Texto:
>>>
Las cifras redondas es lo que tienen: mi mente matemática se pone a divagar solita, y a la que me descuido, ya ha hecho un análisis exhaustivo de los sueños de juventud, su nivel de cumplimiento, los ahorros de mi cuenta bancaria y el número de churumbeles que corretean por el hogar. Tampoco es que tarde mucho la muy cabrita en darme los resultados, porque los tres últimos parámetros tienden a cero.
Yo es que en la juventud era muy soñadora, y quería vivir en varios países extranjeros y ganar mucha pasta dominando el mundo, mientras disfrutaba de las actividades culturetas de todas esas grandes ciudades en las que iba a fijar mi residencia, me casaba en una boda modernita con mucho gusto y alcanzaba la treintena rodeada de hermosos vástagos de pelos rubios rizados al viento. Todo muy realista y alcanzable por una muchacha del extrarradio.
<<<
Registros proporcionados:
>>>
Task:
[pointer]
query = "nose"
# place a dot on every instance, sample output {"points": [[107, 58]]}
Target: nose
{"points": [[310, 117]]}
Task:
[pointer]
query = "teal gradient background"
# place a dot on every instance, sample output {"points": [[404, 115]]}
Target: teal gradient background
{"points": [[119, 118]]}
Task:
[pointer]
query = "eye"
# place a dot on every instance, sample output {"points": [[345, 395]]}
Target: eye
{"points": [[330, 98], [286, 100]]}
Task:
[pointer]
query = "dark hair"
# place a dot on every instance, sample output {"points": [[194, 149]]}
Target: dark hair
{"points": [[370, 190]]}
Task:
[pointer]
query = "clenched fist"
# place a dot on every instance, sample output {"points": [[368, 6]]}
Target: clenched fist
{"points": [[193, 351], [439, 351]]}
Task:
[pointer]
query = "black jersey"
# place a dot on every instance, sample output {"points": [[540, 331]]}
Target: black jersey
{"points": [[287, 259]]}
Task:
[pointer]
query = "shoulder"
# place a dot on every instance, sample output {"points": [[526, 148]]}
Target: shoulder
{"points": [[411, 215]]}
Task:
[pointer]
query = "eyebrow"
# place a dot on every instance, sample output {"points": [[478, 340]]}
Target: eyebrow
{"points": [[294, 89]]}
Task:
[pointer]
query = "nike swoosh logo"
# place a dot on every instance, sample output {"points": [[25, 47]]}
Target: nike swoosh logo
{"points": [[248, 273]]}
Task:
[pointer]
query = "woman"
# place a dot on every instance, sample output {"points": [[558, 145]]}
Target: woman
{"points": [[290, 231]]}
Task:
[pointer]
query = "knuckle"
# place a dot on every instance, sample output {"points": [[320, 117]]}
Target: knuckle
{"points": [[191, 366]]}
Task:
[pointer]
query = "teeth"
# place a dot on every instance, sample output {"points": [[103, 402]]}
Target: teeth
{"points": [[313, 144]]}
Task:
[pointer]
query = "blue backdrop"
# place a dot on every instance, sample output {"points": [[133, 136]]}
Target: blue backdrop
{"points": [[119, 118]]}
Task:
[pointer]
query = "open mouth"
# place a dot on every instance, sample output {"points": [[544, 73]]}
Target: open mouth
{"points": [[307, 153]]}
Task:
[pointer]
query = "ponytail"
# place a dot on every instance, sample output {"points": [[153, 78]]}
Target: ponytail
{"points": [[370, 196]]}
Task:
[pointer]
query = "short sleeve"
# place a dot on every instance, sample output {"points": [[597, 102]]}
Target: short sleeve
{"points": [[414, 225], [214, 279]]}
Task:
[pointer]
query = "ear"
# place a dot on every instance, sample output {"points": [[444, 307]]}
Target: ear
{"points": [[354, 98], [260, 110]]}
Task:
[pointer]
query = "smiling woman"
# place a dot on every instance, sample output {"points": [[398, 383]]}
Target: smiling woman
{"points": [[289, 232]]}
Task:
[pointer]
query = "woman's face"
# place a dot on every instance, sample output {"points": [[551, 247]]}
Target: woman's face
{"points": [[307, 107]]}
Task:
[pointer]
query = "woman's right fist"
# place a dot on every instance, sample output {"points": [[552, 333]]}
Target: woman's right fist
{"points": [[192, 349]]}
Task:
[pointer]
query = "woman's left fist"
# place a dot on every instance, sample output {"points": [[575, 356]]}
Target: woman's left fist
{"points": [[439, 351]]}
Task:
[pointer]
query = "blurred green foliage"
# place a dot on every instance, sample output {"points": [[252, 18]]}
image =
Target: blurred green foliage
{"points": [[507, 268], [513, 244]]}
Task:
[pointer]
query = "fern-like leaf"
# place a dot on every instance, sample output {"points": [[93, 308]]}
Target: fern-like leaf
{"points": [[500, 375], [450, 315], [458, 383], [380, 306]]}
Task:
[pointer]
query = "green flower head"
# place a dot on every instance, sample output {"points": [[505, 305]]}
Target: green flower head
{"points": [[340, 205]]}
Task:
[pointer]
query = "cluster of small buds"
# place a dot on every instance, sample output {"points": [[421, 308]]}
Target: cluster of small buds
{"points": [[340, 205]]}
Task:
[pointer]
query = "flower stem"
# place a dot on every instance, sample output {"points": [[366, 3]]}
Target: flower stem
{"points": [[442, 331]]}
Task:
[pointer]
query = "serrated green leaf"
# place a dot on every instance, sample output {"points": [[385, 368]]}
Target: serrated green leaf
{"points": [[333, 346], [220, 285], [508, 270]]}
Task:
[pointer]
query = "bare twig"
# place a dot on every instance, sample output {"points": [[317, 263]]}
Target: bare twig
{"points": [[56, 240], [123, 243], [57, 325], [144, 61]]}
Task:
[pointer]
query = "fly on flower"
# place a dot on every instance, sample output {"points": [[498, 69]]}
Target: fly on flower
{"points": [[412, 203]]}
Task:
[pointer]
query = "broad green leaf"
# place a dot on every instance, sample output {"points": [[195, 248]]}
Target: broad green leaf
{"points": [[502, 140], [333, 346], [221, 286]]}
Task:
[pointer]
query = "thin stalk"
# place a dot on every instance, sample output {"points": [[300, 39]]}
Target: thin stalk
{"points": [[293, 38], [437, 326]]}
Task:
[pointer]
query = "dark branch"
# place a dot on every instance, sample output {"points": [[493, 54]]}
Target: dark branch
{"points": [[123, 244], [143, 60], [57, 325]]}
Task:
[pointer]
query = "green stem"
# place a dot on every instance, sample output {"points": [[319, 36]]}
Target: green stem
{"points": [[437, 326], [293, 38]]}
<<<
Objetivo del ejercicio:
Copia completo el texto sobre los sueños de juventud, sin alterar ninguna palabra ni signo de puntuación.

Resultado:
Las cifras redondas es lo que tienen: mi mente matemática se pone a divagar solita, y a la que me descuido, ya ha hecho un análisis exhaustivo de los sueños de juventud, su nivel de cumplimiento, los ahorros de mi cuenta bancaria y el número de churumbeles que corretean por el hogar. Tampoco es que tarde mucho la muy cabrita en darme los resultados, porque los tres últimos parámetros tienden a cero.
Yo es que en la juventud era muy soñadora, y quería vivir en varios países extranjeros y ganar mucha pasta dominando el mundo, mientras disfrutaba de las actividades culturetas de todas esas grandes ciudades en las que iba a fijar mi residencia, me casaba en una boda modernita con mucho gusto y alcanzaba la treintena rodeada de hermosos vástagos de pelos rubios rizados al viento. Todo muy realista y alcanzable por una muchacha del extrarradio.